_Problem requirements_:
Return, unchanged, the lines of the records from the line containing "class is blue" through the line containing "[104,150,147,259]", both included.

------

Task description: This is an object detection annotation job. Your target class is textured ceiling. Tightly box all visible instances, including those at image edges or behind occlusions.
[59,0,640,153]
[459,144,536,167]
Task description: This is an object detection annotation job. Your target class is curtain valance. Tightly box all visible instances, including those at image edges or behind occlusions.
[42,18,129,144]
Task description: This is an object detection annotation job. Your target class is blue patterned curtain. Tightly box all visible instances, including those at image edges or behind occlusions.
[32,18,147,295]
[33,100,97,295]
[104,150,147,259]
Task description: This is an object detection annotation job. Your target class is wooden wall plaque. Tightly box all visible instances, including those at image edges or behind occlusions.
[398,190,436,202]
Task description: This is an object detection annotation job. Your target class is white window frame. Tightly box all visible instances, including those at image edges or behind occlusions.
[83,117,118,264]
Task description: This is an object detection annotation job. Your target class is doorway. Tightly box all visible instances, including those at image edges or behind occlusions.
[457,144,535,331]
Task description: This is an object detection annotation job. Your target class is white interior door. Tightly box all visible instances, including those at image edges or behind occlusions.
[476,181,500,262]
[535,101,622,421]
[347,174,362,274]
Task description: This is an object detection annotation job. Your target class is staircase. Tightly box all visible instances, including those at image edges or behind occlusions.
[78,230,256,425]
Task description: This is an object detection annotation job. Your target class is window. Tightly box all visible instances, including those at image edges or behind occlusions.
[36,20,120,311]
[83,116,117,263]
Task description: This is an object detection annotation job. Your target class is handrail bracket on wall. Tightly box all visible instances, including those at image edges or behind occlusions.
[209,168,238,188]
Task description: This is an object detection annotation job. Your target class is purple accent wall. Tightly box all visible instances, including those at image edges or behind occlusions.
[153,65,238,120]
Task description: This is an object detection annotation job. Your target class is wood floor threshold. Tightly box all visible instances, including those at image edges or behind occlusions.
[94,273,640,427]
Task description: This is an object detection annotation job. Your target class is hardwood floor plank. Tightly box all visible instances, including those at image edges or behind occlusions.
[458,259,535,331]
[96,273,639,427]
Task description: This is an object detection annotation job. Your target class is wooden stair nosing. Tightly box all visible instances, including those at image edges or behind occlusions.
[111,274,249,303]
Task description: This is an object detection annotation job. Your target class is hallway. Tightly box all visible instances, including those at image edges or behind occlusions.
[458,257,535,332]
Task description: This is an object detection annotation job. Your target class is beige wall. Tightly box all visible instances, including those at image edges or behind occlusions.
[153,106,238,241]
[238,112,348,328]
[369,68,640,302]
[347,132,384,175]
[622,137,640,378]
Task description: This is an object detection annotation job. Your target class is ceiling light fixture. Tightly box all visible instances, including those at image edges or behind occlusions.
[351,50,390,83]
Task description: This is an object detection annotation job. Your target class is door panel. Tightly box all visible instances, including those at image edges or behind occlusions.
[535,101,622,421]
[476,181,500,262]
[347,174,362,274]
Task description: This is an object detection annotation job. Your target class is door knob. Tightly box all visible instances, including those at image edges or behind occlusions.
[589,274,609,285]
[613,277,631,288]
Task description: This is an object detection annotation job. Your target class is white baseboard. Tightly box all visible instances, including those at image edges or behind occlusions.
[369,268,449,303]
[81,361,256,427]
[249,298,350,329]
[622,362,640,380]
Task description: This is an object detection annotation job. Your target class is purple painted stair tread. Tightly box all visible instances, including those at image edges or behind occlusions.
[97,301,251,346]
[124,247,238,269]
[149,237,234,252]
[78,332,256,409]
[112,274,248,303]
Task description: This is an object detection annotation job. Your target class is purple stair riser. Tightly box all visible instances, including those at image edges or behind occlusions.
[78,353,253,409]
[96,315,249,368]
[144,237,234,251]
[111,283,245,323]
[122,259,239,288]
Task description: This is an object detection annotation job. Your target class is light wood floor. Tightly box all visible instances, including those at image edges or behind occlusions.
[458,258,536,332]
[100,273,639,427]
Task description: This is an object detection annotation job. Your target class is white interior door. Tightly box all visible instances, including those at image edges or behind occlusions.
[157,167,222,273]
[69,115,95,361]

------

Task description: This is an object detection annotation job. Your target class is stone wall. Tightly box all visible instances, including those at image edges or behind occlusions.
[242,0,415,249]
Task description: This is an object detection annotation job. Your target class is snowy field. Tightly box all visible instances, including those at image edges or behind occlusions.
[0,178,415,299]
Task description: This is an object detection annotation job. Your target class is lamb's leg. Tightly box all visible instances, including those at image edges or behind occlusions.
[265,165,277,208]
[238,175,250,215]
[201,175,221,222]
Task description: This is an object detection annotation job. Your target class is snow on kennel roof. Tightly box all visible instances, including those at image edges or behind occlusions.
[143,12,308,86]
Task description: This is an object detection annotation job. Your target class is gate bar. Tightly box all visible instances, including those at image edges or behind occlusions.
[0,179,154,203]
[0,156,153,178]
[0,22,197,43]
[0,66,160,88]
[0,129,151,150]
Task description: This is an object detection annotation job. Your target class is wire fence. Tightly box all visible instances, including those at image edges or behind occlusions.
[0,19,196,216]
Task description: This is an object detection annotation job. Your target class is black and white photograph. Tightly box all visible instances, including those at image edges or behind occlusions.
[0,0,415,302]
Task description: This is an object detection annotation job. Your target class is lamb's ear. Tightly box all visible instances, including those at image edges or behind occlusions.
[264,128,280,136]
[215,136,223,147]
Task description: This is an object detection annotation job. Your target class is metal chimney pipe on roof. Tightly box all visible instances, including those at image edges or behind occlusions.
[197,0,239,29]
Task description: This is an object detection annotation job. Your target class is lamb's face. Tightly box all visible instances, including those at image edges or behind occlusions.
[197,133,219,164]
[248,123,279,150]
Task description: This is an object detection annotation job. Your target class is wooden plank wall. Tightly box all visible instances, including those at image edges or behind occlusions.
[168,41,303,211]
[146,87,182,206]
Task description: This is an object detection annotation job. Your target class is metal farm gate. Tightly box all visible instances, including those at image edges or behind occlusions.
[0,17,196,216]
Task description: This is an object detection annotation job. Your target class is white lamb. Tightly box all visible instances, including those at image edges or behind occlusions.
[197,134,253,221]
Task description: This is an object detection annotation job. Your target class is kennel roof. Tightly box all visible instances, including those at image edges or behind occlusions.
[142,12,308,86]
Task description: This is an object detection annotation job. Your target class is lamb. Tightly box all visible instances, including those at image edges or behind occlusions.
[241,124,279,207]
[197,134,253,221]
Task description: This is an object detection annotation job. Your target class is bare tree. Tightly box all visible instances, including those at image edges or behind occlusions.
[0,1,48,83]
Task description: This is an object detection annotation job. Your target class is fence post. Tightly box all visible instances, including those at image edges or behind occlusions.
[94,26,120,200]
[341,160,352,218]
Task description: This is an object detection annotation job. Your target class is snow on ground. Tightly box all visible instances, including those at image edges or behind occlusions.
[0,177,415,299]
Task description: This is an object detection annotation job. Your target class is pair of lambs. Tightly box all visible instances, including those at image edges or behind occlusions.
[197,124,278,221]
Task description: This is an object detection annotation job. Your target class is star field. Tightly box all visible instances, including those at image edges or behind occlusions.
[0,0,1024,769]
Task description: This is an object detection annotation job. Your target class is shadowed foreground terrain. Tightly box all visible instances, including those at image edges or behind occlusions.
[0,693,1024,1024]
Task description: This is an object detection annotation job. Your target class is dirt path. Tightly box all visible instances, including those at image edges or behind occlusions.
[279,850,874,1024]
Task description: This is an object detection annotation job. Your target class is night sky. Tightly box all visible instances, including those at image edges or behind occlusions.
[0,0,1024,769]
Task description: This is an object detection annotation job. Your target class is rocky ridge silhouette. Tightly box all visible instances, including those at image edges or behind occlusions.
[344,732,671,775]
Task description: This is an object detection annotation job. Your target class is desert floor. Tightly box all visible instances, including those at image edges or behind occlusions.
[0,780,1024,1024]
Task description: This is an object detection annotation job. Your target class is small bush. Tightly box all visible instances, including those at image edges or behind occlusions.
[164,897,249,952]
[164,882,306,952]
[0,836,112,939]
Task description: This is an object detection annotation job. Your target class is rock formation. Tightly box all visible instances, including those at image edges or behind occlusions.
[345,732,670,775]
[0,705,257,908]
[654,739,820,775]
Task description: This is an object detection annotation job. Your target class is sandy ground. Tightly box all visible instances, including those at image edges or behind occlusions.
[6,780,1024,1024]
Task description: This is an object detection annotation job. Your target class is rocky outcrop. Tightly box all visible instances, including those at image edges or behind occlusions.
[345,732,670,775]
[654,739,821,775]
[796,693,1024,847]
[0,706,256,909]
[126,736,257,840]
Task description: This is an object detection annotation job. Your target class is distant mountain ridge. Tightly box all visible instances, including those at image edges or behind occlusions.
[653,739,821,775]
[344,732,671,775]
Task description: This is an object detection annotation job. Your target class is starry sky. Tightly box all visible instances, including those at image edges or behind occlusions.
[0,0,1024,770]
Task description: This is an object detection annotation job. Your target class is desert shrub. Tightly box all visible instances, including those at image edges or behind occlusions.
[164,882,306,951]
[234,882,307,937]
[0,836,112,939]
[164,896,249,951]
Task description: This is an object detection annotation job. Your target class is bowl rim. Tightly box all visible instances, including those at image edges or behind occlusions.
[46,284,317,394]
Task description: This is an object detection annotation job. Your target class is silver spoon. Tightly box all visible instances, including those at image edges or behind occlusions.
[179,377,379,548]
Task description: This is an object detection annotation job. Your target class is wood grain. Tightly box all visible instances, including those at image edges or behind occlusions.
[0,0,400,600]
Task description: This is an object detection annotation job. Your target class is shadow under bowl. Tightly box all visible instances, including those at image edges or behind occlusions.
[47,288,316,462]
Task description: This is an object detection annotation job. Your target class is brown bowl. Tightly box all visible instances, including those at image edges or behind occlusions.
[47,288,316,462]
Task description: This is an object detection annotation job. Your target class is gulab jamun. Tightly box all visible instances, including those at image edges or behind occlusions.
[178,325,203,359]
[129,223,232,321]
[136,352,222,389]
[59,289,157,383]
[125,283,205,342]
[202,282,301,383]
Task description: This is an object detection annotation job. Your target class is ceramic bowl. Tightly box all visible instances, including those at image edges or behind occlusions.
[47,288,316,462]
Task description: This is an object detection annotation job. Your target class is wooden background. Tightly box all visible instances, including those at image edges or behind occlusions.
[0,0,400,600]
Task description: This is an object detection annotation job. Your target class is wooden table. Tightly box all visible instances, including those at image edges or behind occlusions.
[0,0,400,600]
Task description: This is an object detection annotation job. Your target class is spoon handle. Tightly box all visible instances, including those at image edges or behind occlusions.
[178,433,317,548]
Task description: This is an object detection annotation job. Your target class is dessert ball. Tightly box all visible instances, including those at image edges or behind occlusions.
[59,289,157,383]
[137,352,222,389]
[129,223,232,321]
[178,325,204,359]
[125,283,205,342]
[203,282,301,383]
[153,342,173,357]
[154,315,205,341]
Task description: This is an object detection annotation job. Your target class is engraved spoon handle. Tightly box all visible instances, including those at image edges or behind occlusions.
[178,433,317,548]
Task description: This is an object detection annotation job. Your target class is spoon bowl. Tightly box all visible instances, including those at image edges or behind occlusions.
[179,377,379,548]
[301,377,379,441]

------

_Answer to the problem_:
Task description: This is an object detection annotation job. Your target class is blue patterned curtain. Tightly box all visible instances, including those at image edges or behind occlusions.
[32,18,147,295]
[33,100,97,295]
[104,150,147,259]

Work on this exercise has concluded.